Exercise prompt:
Please reproduce the lines below verbatim, beginning with the line that contains "The scan above contains the yellow" and ending after the line that contains "[743,380,985,427]", both included.

Supplied material:
+ + + +

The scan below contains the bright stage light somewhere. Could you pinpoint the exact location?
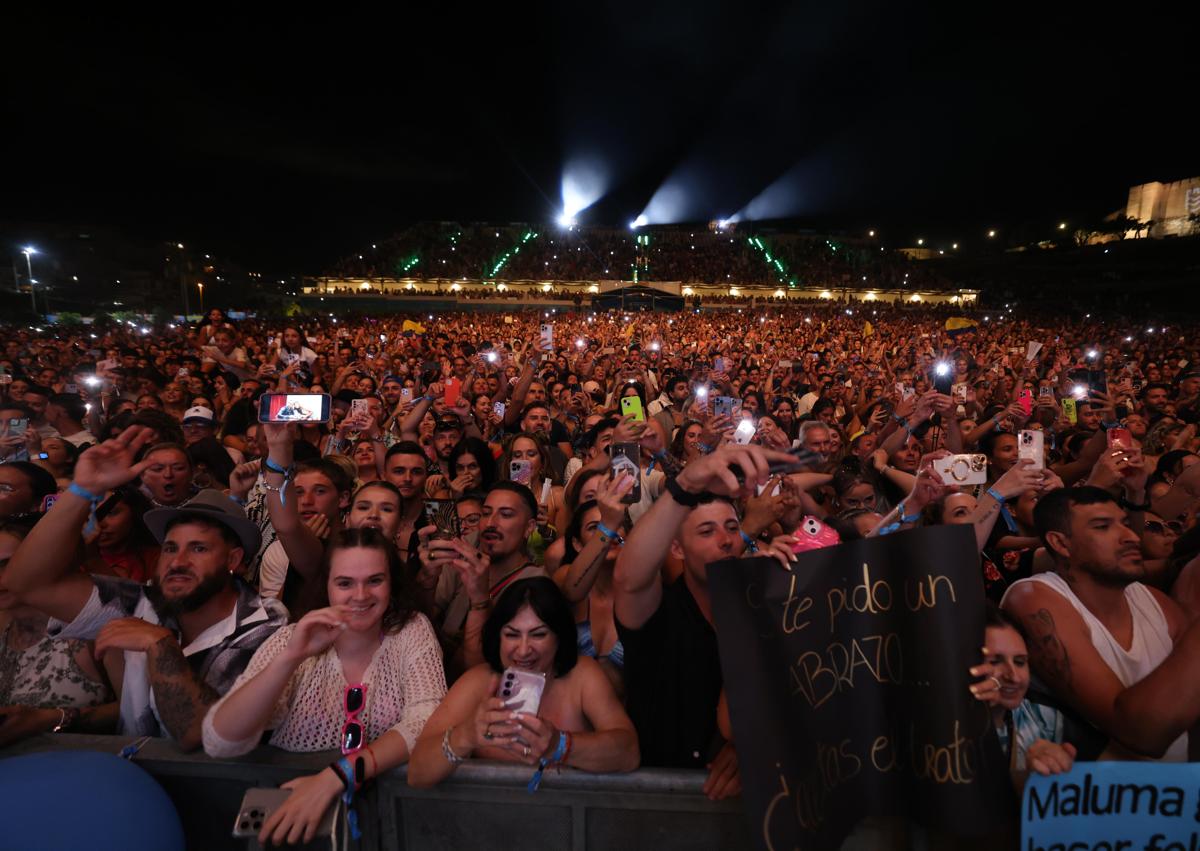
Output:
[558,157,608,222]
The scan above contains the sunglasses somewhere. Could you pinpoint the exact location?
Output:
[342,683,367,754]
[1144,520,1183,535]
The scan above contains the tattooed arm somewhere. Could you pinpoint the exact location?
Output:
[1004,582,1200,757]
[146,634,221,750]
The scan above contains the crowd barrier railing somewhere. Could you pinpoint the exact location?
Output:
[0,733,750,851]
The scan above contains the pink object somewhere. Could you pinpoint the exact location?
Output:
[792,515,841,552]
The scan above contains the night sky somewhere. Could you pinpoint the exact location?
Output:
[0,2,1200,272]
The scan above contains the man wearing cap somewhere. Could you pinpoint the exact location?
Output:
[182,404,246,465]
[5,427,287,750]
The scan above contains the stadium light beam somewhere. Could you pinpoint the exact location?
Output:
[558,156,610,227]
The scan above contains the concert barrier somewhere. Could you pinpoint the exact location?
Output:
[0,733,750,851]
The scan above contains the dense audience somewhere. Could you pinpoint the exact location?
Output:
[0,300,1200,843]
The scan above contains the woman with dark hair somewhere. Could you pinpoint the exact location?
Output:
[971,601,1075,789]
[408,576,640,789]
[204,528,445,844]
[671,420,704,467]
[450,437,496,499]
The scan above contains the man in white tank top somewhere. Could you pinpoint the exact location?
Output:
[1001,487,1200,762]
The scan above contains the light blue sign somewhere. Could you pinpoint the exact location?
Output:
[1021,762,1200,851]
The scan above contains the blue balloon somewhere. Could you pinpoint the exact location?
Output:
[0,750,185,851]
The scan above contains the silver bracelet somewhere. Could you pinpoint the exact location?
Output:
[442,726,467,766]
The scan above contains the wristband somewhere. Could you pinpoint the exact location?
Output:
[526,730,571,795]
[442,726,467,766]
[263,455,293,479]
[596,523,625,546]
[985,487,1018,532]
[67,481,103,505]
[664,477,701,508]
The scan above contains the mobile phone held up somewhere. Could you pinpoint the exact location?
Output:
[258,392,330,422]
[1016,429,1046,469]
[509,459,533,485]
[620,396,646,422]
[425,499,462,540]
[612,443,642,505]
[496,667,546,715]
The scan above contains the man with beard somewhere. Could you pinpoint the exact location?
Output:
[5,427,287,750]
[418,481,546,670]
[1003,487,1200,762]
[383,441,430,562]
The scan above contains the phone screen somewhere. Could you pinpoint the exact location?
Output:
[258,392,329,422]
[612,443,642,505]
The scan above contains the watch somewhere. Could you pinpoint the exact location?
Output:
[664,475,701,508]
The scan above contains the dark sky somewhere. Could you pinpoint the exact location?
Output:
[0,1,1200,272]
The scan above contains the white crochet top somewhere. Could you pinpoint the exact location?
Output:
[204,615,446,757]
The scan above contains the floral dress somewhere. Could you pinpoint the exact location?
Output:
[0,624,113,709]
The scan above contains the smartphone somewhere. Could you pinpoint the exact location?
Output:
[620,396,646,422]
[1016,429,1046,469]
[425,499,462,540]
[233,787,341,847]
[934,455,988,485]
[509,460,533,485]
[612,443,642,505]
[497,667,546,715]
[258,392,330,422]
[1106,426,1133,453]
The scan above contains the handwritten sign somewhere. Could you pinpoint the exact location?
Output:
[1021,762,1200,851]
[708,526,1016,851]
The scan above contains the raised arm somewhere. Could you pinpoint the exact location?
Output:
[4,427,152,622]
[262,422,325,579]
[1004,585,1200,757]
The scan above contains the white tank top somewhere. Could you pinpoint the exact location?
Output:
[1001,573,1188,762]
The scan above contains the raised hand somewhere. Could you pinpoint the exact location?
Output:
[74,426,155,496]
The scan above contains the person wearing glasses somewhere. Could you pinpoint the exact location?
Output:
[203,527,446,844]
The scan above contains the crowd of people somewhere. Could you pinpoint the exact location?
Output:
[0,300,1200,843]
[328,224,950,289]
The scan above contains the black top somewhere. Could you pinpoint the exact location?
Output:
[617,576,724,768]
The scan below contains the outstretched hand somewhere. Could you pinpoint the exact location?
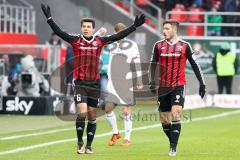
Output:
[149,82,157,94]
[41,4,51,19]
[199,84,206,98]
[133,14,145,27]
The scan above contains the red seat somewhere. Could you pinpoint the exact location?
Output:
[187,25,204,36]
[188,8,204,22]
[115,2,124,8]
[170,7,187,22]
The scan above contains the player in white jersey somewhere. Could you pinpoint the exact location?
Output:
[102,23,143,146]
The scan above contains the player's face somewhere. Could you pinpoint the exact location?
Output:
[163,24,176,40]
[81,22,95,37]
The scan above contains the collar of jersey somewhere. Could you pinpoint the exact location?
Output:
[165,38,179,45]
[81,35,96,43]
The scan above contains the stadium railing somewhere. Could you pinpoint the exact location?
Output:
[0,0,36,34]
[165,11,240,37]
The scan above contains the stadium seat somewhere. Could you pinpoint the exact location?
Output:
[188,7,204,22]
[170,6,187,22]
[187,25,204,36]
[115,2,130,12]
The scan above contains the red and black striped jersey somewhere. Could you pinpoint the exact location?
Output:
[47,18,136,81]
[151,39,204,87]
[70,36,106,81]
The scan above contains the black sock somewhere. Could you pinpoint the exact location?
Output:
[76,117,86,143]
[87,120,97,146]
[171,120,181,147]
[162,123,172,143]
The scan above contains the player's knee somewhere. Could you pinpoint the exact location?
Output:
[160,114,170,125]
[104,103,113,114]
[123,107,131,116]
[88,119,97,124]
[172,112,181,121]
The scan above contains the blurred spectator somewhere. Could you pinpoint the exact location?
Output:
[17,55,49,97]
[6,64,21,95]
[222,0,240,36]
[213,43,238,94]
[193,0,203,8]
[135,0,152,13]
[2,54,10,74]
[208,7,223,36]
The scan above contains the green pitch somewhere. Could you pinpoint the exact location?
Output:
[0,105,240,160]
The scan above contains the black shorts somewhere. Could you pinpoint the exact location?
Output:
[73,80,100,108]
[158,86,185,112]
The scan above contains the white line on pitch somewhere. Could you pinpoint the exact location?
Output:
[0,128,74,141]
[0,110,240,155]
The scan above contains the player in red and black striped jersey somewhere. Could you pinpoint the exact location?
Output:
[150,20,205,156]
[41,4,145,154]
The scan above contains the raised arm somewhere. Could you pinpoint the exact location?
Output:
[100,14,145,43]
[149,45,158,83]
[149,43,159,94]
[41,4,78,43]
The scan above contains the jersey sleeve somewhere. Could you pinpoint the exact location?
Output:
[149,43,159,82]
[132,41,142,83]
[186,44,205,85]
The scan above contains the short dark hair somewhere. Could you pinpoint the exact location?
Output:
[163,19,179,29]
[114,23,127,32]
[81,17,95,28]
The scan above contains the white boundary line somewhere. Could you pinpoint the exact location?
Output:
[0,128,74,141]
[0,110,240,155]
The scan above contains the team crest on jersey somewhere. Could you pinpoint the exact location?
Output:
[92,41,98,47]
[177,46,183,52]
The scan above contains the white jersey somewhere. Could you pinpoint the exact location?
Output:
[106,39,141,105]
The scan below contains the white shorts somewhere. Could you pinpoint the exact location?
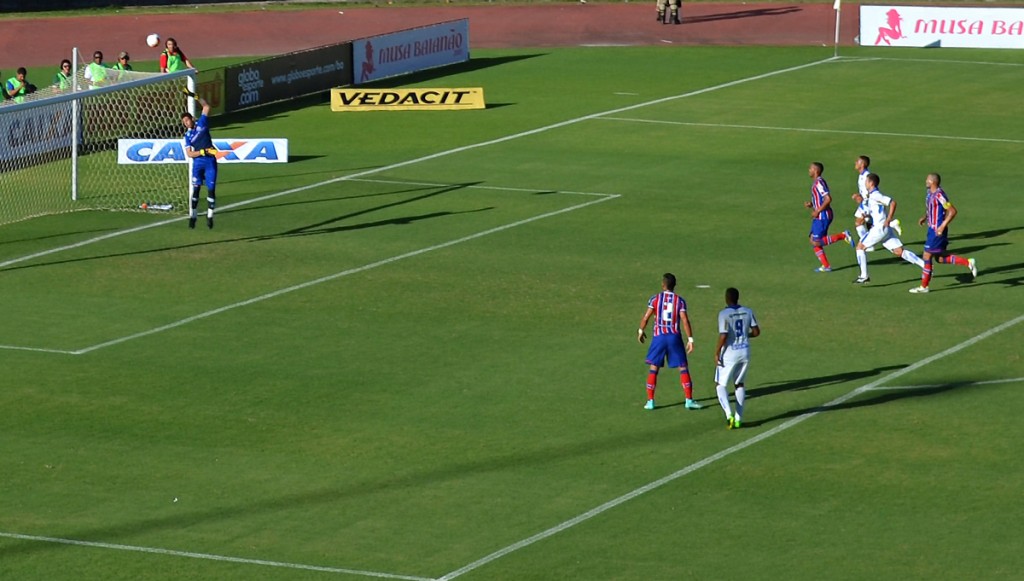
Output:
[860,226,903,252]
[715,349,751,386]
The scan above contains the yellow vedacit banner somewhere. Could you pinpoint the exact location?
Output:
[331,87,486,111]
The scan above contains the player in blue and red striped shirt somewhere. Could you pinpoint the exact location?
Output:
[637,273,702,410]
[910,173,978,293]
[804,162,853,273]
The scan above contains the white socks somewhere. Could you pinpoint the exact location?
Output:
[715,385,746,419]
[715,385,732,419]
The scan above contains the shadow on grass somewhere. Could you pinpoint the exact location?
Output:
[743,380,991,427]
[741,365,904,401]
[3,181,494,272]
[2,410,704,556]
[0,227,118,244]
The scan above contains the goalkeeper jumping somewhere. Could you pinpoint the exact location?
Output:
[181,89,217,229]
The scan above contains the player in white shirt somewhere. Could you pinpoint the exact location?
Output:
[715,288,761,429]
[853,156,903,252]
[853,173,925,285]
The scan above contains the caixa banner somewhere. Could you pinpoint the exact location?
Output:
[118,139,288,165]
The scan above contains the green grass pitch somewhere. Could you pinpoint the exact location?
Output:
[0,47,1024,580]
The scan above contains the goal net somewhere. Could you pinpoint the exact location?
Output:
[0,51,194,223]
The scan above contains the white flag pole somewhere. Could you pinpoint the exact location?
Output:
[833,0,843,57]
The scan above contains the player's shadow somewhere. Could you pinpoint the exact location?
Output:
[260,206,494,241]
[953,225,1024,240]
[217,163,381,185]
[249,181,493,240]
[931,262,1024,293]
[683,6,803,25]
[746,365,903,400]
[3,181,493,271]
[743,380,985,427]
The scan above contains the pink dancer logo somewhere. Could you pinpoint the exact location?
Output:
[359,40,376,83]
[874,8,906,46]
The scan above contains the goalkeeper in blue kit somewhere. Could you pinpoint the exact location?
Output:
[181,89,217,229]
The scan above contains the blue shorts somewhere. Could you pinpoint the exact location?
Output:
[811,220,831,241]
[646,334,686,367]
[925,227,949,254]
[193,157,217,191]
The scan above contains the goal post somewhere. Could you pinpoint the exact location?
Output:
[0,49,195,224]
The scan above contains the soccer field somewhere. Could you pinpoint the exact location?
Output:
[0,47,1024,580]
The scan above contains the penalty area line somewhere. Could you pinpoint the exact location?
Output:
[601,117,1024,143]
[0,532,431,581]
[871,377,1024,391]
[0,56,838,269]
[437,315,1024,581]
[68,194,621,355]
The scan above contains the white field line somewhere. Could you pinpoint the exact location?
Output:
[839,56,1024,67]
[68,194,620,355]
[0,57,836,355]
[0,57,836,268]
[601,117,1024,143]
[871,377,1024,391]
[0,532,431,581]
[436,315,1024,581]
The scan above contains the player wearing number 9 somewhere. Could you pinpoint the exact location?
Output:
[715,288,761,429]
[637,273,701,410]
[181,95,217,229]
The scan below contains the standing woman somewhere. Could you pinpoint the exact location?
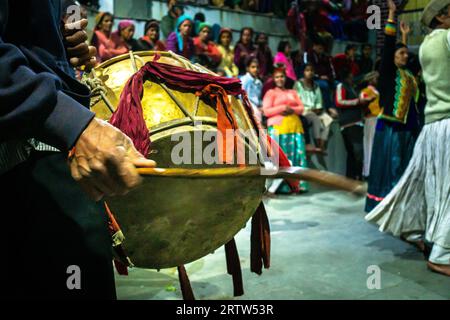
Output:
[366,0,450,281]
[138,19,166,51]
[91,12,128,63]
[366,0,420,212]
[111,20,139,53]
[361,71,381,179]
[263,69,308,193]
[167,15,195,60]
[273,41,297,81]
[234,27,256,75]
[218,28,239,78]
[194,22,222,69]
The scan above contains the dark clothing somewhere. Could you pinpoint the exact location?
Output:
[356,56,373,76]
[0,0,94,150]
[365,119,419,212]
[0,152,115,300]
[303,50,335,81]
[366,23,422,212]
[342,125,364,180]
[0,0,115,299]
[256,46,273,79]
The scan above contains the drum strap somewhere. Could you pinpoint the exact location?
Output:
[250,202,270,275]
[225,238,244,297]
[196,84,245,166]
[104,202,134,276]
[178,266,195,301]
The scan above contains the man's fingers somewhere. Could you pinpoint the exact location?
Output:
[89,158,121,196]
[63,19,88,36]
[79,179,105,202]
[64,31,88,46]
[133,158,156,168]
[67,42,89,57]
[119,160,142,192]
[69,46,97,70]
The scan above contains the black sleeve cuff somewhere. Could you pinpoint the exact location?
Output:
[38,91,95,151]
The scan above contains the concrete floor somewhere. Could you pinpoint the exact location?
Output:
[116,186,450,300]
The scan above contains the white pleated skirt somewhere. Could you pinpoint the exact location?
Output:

+ + + +

Reply:
The scan above contains the yellow vedacit banner somewhere. Could you pinpoint the exact location?
Output:
[331,87,486,111]
The scan above contains the player in blue and red striped shirt somewhere. Could you pinpoint the exact location?
Output:
[637,273,702,410]
[910,173,978,293]
[804,162,853,273]
The scan above contains the white socks somewhere. Could you pinpoint the exact location?
Output:
[715,385,746,419]
[715,385,732,419]
The scan above contains the shadow on grass somewhere. Could you pinpoint the exact location?
Output:
[743,380,991,427]
[741,365,904,401]
[3,181,494,272]
[2,410,704,556]
[0,227,118,244]
The scan above contains the goalkeeper jumping somewhere. Could you pinpoint the exact location?
Output:
[181,89,217,229]
The scan above contains the player in white shirt somewhere. Could you pinpoint the exact location?
Output:
[715,288,761,429]
[853,156,903,252]
[853,173,925,285]
The scan above contains the caixa banner somewhere. Could you pinpoint the exact location?
Output:
[118,139,288,165]
The scan above contains the green grass pitch somewhere. Could you pinpoint the exact location?
Output:
[0,47,1024,580]
The scan above contains the goal net somewhere. Could you pinpoint the exact location?
Output:
[0,51,194,223]
The scan above contains the white flag pole somewhere. Could you pinpoint the exact location?
Output:
[833,0,843,57]
The scan above contains the player's shadow somewhere. Could you pinpoint the exact location?
Output:
[260,206,494,241]
[953,225,1024,240]
[217,163,381,185]
[249,181,493,240]
[931,262,1024,293]
[683,6,803,25]
[746,365,903,400]
[3,181,493,271]
[743,380,985,427]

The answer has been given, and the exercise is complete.